All the above done, we can declare success: ETL complete - the data is now in shape.

Organization and Structure

Writing this document has taken far longer than writing the code. I had hacked all the code above into a builder window and got it running inside ten minutes. The temptation to keep hacking is strong; but ECL is really designed for a longer term view of things. Once you have the data up and visible it is usually a good idea to step back and plan for the longer haul. If I am planning to build more and more code around this item of data (and I do) then I should structure my code to make that easy. I also want to plan so that if I decide to use one of the other KJV downloads, or use a different version, as little code as possible has to change. The easiest, quickest way to do that is to encapsulate all the code related to this particular format into one module[3]. The code for the full module is below; although parts of it have not been explained yet.

import Std.Str AS *;

EXPORT File_KJV := MODULE
// Note - this will NOT work well in a distributed system as it requires iterates and rollups
// that stream from one node to the next.
// Of course - this file processes in almost no-time on a laptop - so multi-node should not be an issue
R := RECORD
  	STRING Txt;
  END;

d := DATASET('kjv_text',R,CSV(SEPARATOR('')));

R TextOntoReference(R le, R ri) := TRANSFORM
  SELF.Txt := le.Txt + ' ' + ri.Txt;
  END;

Rld := ROLLUP(d,LEFT.Txt[1]='$' AND RIGHT.Txt[1]<>'$',TextOntoReference(LEFT,RIGHT));

UNSIGNED GetChapter(STRING S) := (UNSIGNED)S[1..Find(S,':',1)-1];
UNSIGNED GetVerse(STRING S) := (UNSIGNED)S[Find(S,':',1)+1..];

R2 := RECORD
  	STRING5 Book := GetNthWord(Rld.Txt,2);
  	UNSIGNED1 Booknum := 0;
	UNSIGNED1 Chapter := GetChapter(GetNthWord(Rld.Txt,3));
	UNSIGNED1 Verse := GetVerse(GetNthWord(Rld.Txt,3));
	STRING Verse_Text := Rld.Txt[Find(Rld.Txt,' ',3)+1..];
  END;

t := TABLE(Rld,R2);

R2 NoteBookNum(R2 le, R2 ri) := TRANSFORM
  SELF.Booknum := IF( le.book=ri.book, le.booknum, le.booknum+1 );
  SELF := ri;
  END;

EXPORT Txt := ITERATE(t,NoteBookNum(LEFT,RIGHT));
EXPORT Key := INDEX(Txt,{BookNum,Chapter,Verse},{Verse_Text},'~key::kjv_txt');
EXPORT Bld := BUILDINDEX(Key,OVERWRITE);

EXPORT Layout_Reference := RECORD
  UNSIGNED1 BookNum;
	UNSIGNED1 Chapter;
	UNSIGNED1 Verse;
  END;

EXPORT Get(UNSIGNED1 pBookNum,UNSIGNED1 pChapter, UNSIGNED1 pVerse) := FUNCTION
	RETURN Key(BookNum=pBookNum,pChapter=0 OR pChapter=Chapter,pVerse=0 OR pVerse=Verse);
  END;

EXPORT GetBatch(DATASET(Layout_Reference) refs) := FUNCTION
	RETURN JOIN(refs,Key,LEFT.BookNum=RIGHT.BookNum AND LEFT.Chapter=RIGHT.Chapter AND LEFT.Verse=RIGHT.Verse,TRANSFORM(RIGHT));
  END;

  END;

If you hunt out the part 'EXPORT Txt :=' all of the code prior to that point should be familiar; all I have done is wrap it inside a module.

:: DATA TO PROCESS ::
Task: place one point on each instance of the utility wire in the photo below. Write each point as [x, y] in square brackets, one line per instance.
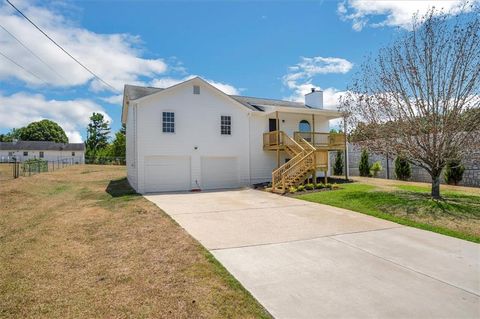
[21, 66]
[61, 48]
[33, 53]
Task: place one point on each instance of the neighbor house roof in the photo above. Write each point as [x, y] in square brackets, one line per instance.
[41, 146]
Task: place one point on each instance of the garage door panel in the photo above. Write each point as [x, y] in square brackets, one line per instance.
[220, 172]
[167, 173]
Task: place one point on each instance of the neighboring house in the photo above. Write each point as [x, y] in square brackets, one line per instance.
[193, 136]
[49, 151]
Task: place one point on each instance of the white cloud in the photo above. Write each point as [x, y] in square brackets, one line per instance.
[393, 12]
[114, 57]
[114, 99]
[300, 76]
[20, 109]
[166, 82]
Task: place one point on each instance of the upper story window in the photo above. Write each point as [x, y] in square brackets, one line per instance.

:: DIRECTIONS ::
- A) Write out the whole listing line for line, without the pictures.
- B) Continue the ECL module text from its last sentence.
The ECL module text and the listing have no connection to each other.

:: ANSWERS TO THE TASKS ::
- A)
Task: place one point on each instance of the utility wire in the photo below. Write each point as [x, y] in square brackets, one line per instance.
[21, 66]
[61, 48]
[33, 53]
Task: place one point on each instance of the neighbor house roof in the photo above. Write each point as [x, y] in square brackets, one line per instance.
[41, 146]
Task: place one point on each instance of the garage door panel in the photo above. Write each point as [x, y] in square brackets, one line per instance.
[220, 172]
[167, 173]
Task: place one point on each instance of the neighboring house in the photo above. Write each point as [x, y] in square brackets, one line per instance.
[193, 136]
[49, 151]
Task: place one point on each instance of the white cloud in the photo above. Write each point as [x, y] in square brackets, one line per instance.
[393, 12]
[114, 57]
[114, 99]
[300, 76]
[20, 109]
[166, 82]
Task: place one point on each instance of the upper story window in the photo above. Write each point as [x, y] in square brackets, one line per instance.

- B)
Preparing the Core Data for Roxie

So, having ETL'd the data and given ourselves a coding structure, what is the next step? For me the next step is to get the core (or 'raw') data available inside Roxie so that it can be delivered to users using a UI (and not ECL). This is as easy as building an index, or rather, in our new structured world: providing the exports to allow the index to be built.

Whilst not required by ECL I have a convention that states that if I have a module wrapped around a dataset (and I usually do) then the principal key built from that dataset is called 'Key'. Further all the keys for a module should be buildable from a label 'Bld[4]'.

The module also exports a layout for the book-number, chapter number, verse number triple. Eventually I would expect that layout to split into a separate layout module that was shared between multiple datasets; however my general rule is that I don't abstract until the second time I need something[5].

The final task for this module is to allow the data to be fetched. Again keeping my interfaces simple I give myself an attribute Get that takes the book number, chapter and verse as parameters and returns the verses in question.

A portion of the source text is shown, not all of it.